So that's that's a common number that anybody could take. Four sixty, four seventy five, you know, um, and then it barely rallies from there. That's what I'm saying. That's where the when I say twenty five cent rally, I mean from where it normally is, you know, mid winter going into Yeah.
it it's able to rally twenty five cents. We used to have, you know, dollar rallies. We're just not seeing that. It's not getting tight. The spreads are wide. We got rain in the forecast. We got a wet problem and over production and that's what's going on
¶ Flexibility in Hedging Strategies
on in the US grains. And uh you know and I was before I forget I was gonna bring up something interesting. I'm getting calls and uh they're they're wondering if they you know the I think maybe they're listeners and they're they're talking to their banker and they're trying to come up with plans. Um I'm getting guys that want to do more on paper and I tell you why.
Uh I think I figured this out. Paper when I say paper they want to do it here instead of commit the physical bushels to the elevator. For two reasons. you know, three uh you know, upwards of three cents or even more to roll contracts, to do do various things. Of course this is just a generic thing. So th the costs are number one. Number two, they don't want to commit to bushels and get a better base
And be able to have it pass on a better basis later on. So the basis is a big p part of it. Of course, you don't have to lock basis with every contract, but it You know, I'm just talking about the ones where they do. Um they're finding that the basis is improving and they wish they would have waited. And they want more flexibility. That's what I keep getting for'em. They they don't want to be committed to these bushels at these prices. They want flexibility and they're
in their hedge. But that's a fine line too. You don't want to necessarily trade your hedge. You want to hedge the hedge. And I had a conversation with another producer about that. He wants to start hedging, hedging, you know, doing it Hedging his bushels and then when he sells his bushels lifting the hedges. And I'm talking about hedging hedging and we've talked about I have a couple guys that their mind's like a calculator and that's what they do with
Other guys just want more flexibility. They want the the they want to be able to get out of these contracts when they want. Like they see a low in August, they feel it's low enough, they want to be able to pull that and you know, again they get to expensive doing that stuff at the elevator.
So th that's I I'm finding that interesting because the number of different people are calling, kinda all asking the same questions. And my advice is talk with your banker, get on the same page, come up with a plan. And there's nothing wrong with doing it in a brokerage account at all. It offers you that flexibility. Do 100% there? No. But start working that way if you want more flexibility. And the reason I want more flexibility, as I was saying, is.
that that's where all the margins been for profitability. Like
Well that's how tight margins are.
Yeah, that's how tight margins are.
So tight that those three cents are really making a difference this year, which is
Yeah. So if you're picking up y if you're doing it for less than a penny here and you're able to do what you want, not commit to bushholes, you have the banker covering your margin calls if you have it. Um and then you're rolling like we we the guys that that call us or talk to us, we'll tell them the optimal roll windows. We'll do more of that on the out uh insider as well. You know, so we try to get the rolls in the correct timing windows.
And that's really where the profitability's been. It hasn't been in a higher price in corn now for years. And again, the same thing's happening. Beans finally got to a profitable, profitable price where you could just sell them, be profitable. Um more corn is just barely got there for la the last three years. Um and then once that collapses, all the profitability has been in good rolls.

◆ DATASET CONTENT:
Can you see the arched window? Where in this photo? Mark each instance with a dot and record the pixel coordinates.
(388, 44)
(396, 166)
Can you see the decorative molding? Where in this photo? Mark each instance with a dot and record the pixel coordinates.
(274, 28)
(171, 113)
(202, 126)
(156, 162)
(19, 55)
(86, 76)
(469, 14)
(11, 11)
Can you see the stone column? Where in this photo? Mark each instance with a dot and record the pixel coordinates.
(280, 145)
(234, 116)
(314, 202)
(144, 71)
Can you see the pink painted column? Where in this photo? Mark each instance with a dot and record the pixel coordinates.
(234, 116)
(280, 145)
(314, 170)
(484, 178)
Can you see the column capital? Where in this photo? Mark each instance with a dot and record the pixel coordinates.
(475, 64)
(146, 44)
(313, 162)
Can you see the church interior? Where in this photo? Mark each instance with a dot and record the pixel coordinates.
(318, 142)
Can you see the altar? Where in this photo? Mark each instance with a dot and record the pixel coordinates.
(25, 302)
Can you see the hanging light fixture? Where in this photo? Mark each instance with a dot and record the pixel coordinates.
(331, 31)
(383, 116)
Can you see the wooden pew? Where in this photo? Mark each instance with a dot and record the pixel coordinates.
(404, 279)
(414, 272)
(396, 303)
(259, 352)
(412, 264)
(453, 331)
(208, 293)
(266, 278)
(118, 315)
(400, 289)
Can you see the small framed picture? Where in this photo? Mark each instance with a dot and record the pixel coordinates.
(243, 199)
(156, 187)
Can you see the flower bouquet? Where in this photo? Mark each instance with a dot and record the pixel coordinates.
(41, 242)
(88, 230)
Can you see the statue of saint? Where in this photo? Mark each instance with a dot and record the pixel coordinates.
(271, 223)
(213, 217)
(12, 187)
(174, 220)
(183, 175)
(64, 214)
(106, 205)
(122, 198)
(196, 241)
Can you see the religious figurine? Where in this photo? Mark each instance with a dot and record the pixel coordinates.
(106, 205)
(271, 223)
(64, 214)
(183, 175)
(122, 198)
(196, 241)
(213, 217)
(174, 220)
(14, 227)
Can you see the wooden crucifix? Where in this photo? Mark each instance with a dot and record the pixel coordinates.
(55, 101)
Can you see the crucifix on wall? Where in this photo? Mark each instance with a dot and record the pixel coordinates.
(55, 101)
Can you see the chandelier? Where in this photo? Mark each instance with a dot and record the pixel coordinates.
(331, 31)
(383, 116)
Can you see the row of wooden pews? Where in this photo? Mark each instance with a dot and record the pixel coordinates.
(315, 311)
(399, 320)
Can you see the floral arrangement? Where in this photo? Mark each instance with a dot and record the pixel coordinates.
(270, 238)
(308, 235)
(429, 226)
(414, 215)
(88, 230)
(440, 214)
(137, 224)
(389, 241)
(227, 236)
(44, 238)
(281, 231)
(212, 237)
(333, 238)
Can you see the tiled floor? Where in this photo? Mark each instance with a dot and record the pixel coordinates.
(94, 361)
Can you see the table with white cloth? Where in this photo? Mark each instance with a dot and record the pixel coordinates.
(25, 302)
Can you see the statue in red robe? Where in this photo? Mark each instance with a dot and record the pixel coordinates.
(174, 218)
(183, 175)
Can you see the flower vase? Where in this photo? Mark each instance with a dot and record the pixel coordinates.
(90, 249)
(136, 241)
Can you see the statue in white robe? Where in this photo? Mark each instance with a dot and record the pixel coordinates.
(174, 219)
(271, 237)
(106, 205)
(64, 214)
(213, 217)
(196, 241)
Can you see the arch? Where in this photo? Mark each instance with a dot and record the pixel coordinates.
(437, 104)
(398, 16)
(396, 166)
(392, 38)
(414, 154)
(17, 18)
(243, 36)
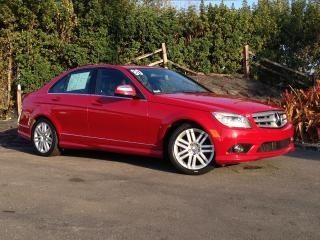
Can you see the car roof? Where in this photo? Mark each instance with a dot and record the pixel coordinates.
(126, 66)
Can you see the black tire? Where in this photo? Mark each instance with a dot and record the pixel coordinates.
(175, 162)
(54, 148)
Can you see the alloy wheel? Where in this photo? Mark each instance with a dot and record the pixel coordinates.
(193, 149)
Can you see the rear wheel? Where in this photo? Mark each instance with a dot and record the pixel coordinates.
(44, 138)
(190, 150)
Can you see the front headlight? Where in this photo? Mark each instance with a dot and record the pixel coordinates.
(232, 120)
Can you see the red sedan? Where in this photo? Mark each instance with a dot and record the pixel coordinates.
(154, 112)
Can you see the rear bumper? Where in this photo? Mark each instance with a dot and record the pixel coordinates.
(255, 137)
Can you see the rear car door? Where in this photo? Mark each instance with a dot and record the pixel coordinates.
(69, 99)
(115, 120)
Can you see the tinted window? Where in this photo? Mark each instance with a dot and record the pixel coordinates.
(59, 87)
(108, 80)
(161, 81)
(76, 82)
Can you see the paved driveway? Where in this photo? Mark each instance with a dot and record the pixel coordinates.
(94, 195)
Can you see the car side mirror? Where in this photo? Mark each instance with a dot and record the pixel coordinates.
(125, 90)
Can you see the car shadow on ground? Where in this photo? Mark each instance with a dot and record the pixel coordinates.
(9, 139)
(305, 154)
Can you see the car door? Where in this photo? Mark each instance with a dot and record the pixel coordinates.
(69, 100)
(115, 120)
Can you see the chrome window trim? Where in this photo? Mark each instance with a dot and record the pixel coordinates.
(97, 95)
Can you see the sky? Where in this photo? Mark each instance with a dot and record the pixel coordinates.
(187, 3)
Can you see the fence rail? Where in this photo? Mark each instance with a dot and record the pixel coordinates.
(164, 61)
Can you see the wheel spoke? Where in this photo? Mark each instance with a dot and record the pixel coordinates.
(203, 157)
(189, 136)
(181, 145)
(46, 146)
(190, 161)
(208, 150)
(194, 161)
(49, 140)
(193, 149)
(183, 155)
(38, 130)
(192, 134)
(201, 139)
(201, 160)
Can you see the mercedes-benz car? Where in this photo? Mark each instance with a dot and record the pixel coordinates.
(153, 112)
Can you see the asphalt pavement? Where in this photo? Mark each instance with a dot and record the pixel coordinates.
(97, 195)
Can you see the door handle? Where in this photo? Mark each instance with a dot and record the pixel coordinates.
(97, 103)
(55, 99)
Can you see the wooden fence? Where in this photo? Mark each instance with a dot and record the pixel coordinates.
(164, 61)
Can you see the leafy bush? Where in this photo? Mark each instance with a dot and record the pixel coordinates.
(303, 110)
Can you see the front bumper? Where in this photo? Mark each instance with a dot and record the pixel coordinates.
(227, 138)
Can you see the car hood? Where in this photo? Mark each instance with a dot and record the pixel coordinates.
(214, 102)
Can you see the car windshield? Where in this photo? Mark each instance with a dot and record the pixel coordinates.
(164, 81)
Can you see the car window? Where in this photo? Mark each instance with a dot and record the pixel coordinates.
(76, 82)
(108, 79)
(164, 81)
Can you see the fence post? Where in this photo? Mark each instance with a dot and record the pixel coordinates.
(246, 62)
(19, 102)
(164, 55)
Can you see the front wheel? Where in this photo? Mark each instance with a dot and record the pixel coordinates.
(190, 150)
(44, 138)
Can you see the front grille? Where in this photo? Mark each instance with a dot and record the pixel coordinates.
(270, 119)
(273, 146)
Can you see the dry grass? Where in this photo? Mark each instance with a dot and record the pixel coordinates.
(303, 110)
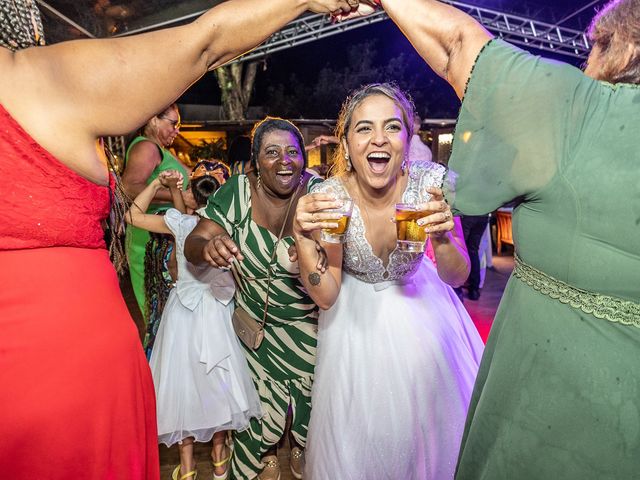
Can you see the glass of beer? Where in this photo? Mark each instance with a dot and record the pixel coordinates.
(411, 236)
(337, 235)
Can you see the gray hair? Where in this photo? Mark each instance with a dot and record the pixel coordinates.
(389, 90)
(615, 29)
(20, 24)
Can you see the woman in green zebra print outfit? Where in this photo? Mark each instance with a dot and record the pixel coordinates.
(240, 230)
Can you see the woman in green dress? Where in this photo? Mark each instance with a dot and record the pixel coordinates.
(240, 230)
(147, 156)
(558, 391)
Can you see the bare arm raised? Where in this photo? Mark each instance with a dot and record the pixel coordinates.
(448, 39)
(92, 88)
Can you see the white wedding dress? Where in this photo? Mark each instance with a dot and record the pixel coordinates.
(397, 359)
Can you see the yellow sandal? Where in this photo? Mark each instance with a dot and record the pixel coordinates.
(220, 464)
(176, 472)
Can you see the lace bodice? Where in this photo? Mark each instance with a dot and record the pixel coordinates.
(359, 259)
(44, 203)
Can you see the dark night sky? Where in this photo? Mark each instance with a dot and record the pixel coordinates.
(306, 60)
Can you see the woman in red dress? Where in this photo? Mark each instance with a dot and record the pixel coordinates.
(76, 396)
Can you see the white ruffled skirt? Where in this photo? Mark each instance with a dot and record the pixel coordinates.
(394, 374)
(200, 373)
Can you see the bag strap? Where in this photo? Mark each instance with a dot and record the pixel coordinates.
(273, 255)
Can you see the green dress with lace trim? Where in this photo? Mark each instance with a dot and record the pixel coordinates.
(558, 391)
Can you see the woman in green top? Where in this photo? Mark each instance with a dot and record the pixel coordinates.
(240, 230)
(558, 391)
(147, 156)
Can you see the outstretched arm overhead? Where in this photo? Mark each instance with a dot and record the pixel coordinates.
(93, 88)
(448, 39)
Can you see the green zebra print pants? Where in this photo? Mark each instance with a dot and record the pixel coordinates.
(275, 396)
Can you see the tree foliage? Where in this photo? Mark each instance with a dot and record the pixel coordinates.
(236, 86)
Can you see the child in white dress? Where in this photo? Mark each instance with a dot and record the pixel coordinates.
(201, 377)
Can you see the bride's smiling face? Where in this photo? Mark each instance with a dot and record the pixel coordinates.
(377, 141)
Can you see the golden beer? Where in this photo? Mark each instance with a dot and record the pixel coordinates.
(343, 224)
(411, 236)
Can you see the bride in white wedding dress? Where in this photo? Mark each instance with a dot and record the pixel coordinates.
(397, 352)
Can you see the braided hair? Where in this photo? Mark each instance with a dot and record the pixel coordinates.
(20, 24)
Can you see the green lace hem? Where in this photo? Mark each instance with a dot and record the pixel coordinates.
(600, 306)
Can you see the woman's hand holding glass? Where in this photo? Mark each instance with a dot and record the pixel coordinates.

◆ STATED EXERCISE A:
Scale the listing's part that opens with the line containing "Can you see the golden" and closes with the last line of the listing: reproduce every line of it, requests included, with each coordinate value in the answers multiplied by 0.9 and rounded to a whole number, halves rounded up. Return only those lines.
◆ STATED EXERCISE B:
Extend the transcript on grain hedging and roll margins, picking up right after its last sentence.

◆ TASK RESPONSE A:
Can you see the golden beer? Where in this photo? Mark each instance with a dot and record the pixel coordinates.
(309, 202)
(370, 212)
Can you see the bride in white wedding dress? Where in this photo? Mark each instance with a dot and record the pixel coordinates.
(357, 317)
Can you see the braided hair? Where in this photo? Mark each instance with a dot and record the pixel coordinates.
(18, 22)
Can you see the green lace hem? Where in this photo? Mark each instance with a dot and record the pixel coordinates.
(540, 275)
Can you see the woman's hand holding glass? Where in this photo? Mark each instance with a dot and record the pixel coordinates.

◆ TASK RESPONSE B:
Better basis management and storage and then storing into a better market. That's where all the profitability's been. So that's why I think that there is gonna be a move back to that as margins get thinner and thinner. Other guys stick with what they know and it's the path of least resistance for'em. Sure I know it costs three cents, but you know, the money's there and I don't have to have margins and all that.
Um I the a lot of you know a lot of people are getting away from that, like we I just mentioned. They're wanting to take control of their hedges. I think I think that's a good idea going forward, at least doing it on a smaller scale until you're comfortable with it. Um, but because again, the margins are so thin and uh that's what it is right now. That's the markets we have to deal with.
¶ Future Strategies for Grains and Cattle
But where do we go from here? Well, let's get back on the topic. Where do we go from here? We like the downside in beans as long as it's raining. I'm very, you know, I'm I'm doing it very cautiously. So currently we're looking for downside strategies in soybeans. That's number one. And what exactly are we doing? A lot of different things we're looking at from bear spreads to selling a call, buying a put, to just buying puts and what works for farms.
Much short in ten mini contract.
Ten minute contra well you if you like to pay a lot of commissions you sure can short ten minute contract. Do micros. They're even smaller. Um yeah, you can do that. Uh corn, I e You know, if you wanna press the downside in corn like the last two years, I s like I mentioned, went to three ninety five by August. I don't think we've seen enough weather to agre get aggressive in anything. I hate to get too sidetracked. I want to see more weather. Granted, the weather forecast is bearish.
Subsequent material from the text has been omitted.